### Entries shown:
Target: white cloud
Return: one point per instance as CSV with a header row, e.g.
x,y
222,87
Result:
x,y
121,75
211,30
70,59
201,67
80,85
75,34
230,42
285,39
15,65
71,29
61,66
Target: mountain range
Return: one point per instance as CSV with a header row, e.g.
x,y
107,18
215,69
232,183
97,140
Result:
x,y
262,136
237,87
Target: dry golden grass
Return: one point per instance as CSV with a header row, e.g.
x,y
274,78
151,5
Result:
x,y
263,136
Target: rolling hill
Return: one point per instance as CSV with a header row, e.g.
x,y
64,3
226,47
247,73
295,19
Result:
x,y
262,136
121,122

### Exercise details:
Starting at the line that contains "Target: dry golden grass", transcribe every line through the last line of the entries above, exactly, and nothing else.

### Answer to the exercise:
Target: dry golden grass
Return: one point per instance as CSV with a header row, e.g.
x,y
274,78
151,5
Result:
x,y
263,136
Target: rolling hill
Return: one point per instance as CSV with a header row, e.g.
x,y
64,3
226,47
247,73
295,19
Result:
x,y
262,136
121,122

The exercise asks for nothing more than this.